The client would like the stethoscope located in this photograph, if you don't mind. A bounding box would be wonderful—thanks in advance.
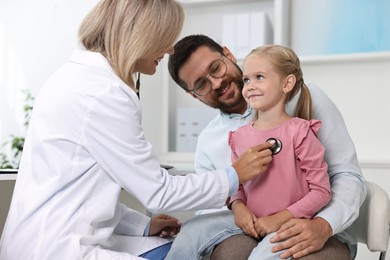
[266,137,282,155]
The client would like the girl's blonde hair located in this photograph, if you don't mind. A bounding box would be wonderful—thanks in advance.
[247,45,313,120]
[79,0,184,88]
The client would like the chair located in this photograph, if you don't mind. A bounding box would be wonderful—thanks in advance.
[351,181,390,260]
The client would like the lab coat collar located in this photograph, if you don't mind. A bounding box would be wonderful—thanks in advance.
[69,49,138,100]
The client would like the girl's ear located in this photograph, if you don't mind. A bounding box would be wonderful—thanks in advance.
[283,74,297,93]
[223,46,237,63]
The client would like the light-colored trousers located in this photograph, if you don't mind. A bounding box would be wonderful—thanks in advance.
[165,210,290,260]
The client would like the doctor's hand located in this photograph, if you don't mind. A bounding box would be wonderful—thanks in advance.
[149,214,182,238]
[232,142,273,184]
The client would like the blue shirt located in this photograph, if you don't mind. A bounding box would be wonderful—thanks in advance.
[195,84,366,256]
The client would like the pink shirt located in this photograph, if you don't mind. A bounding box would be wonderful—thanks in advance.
[229,118,331,218]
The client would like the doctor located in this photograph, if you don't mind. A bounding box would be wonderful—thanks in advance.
[0,0,272,260]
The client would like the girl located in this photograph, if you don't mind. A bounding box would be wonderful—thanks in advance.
[229,45,331,259]
[0,0,271,260]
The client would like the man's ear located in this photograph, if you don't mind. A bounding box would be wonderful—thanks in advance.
[223,46,237,63]
[283,74,297,93]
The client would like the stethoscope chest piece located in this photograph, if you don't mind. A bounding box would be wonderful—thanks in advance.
[266,137,282,155]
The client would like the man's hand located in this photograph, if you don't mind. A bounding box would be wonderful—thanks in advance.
[271,218,332,259]
[255,209,294,237]
[149,214,181,238]
[233,142,273,184]
[232,200,259,238]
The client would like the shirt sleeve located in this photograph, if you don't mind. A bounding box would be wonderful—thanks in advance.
[287,120,331,218]
[82,85,229,213]
[288,84,367,234]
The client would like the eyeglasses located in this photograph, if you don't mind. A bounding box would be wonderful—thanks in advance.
[189,55,227,96]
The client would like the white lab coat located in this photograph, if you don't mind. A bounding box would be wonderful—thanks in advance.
[0,50,229,260]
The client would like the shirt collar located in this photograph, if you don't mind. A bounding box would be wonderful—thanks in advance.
[220,105,253,120]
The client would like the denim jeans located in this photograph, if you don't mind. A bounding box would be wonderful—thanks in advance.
[165,210,290,260]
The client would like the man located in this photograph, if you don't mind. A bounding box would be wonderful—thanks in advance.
[167,35,366,259]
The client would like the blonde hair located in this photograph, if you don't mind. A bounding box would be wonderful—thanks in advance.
[79,0,184,88]
[246,45,313,120]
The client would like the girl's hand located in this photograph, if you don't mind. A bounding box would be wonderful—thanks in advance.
[149,214,182,238]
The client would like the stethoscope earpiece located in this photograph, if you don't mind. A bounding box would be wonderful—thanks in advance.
[266,137,282,155]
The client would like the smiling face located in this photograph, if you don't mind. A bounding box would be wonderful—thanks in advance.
[178,46,247,114]
[242,55,286,112]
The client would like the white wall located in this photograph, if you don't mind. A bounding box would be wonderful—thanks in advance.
[0,0,97,143]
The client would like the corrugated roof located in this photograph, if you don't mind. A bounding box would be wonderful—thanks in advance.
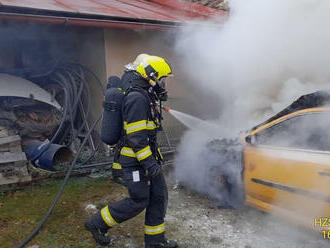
[0,0,223,25]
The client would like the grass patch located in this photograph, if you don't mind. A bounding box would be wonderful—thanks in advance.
□ □ □ □ □ □ □
§ **Task to carry out**
Reproduce every one of the lines above word for word, and leave the pictures out.

§ **Problem solution**
The client would like the stethoscope located in this photograph, if you don't mind. A bounding box would be wonderful—thanks in advance.
[266,137,282,155]
The client would like the girl's blonde hair located in this photograph, if you don't mind. A bounding box would be wonderful—thanks in advance.
[247,45,313,120]
[79,0,184,88]
The client would like the chair located in this photograph, if you don't mind. A bounding box would be wonderful—thanks in advance.
[351,181,390,260]
The client would like the lab coat collar located in this photograph, if you don't mind. A bounding box would be wonderful—thanks in advance.
[69,49,138,100]
The client would like the girl's ear located in this photograph, if you don't mind. A bounding box would be wonderful—thanks in advance.
[283,74,297,93]
[223,46,237,63]
The client would like the light-colored trousers located in this photograph, if you don't mind. A bounding box would be wonderful—thanks in advance.
[165,210,290,260]
The client would like the doctor's hand located in this photograph, if you don't mind. A bounding box would be wonderful—thanks in advance.
[149,214,182,238]
[232,142,273,184]
The client would like the blue shirt located in this photograph, if you don't mind. A bounding box would be wonderful—thanks in advance.
[195,84,366,256]
The client would like the pink shirt located in this photograph, if you don't mind. A bounding box would be wonderful—thanks in advance.
[229,118,331,218]
The client would like the doctor located in this photograph, if you don't mind. A bounding box would be wonderful—thanks in advance.
[0,0,272,260]
The client would like the girl located in this photograph, if you don't mind. A bounding box would be wonderful—thanks in advance.
[229,45,331,259]
[0,0,271,260]
The client would like the man's ear located in this photograph, if you don't mind. A bounding box would be wonderful—thanks in advance.
[223,46,237,63]
[283,74,297,93]
The client would like the stethoscope chest piece located in this photograph, if you don't mind. A bounding box would be wonderful—thanks in advance.
[266,137,282,155]
The client would like the man's hand located in this photograph, if you don't mind. A bounding box would be wonderful—thanks in advance.
[271,218,332,259]
[255,209,294,237]
[149,214,181,238]
[233,142,273,184]
[232,200,259,238]
The client would like the shirt sleeve located in this photograph, if you don't mind. A bounding box would be wonderful—thanks in advance.
[287,120,331,218]
[82,85,229,213]
[288,84,367,234]
The client would like the eyeglasses located in this photograph, if you don't mind. A bounding box would be wonderful—thanks in advance.
[189,55,227,96]
The client would like the white lab coat located in this photograph, if you don't mind. A bounding box would be wonderful—thanks in advance.
[0,50,229,260]
The client would like the shirt collar located in this photograph, if you don't mind. A bounding box would be wonderful—thanks in advance.
[220,105,253,120]
The client would like the denim jeans located in this photograph, if you don't mind. A bounding box would be wonderful—thanks in advance.
[165,210,290,260]
The client would like the man located in this photograph, if you don't mind. A bounding box would be wonderful—thanks in advance.
[167,35,366,259]
The client would like the blonde hair located in this photograph, if you don't mind. A bounding box would be wonderful—thanks in advance.
[79,0,184,88]
[246,45,313,120]
The client would like the girl's hand located in this photograph, if you don't mind. A bounding box would be wonderful—thanks in advance.
[149,214,182,238]
The client would like the stethoscope earpiece located in this photograph, if you don't mind. A bounding box would be wonderful—thanks in advance.
[266,137,282,155]
The client would like the smiling face located in this photograph, if you don't mind. A bounding box would be wonderful—thanks in advance.
[178,46,247,114]
[242,55,286,112]
The client would like the white wall located in this photograph, if you don't mind. A bounding box would be wonderful—thanks in advance.
[0,0,97,143]
The client would like the corrugated roof located in this photograph, if you don't mind. A bounding box would be wonderful—thanks in advance.
[0,0,223,25]
The client would like the grass patch located in this photograph, if you don't mind. A bounding box would be wonderful—thanks in advance.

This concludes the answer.